Count the lines in the material below that contain the string "point", with case counting. Reply with the number alone.

— Begin —

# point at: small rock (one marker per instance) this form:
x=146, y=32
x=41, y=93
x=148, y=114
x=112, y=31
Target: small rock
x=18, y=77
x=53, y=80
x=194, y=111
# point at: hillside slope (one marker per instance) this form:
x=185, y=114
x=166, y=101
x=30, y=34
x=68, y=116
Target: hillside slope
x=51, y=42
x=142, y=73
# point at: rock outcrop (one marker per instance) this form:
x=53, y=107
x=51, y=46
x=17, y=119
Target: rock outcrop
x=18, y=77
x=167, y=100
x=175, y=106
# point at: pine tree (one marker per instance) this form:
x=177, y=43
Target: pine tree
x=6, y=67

— End —
— Begin —

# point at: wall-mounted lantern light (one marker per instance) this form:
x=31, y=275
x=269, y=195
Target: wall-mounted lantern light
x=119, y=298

— End —

EXPECTED ANSWER: 5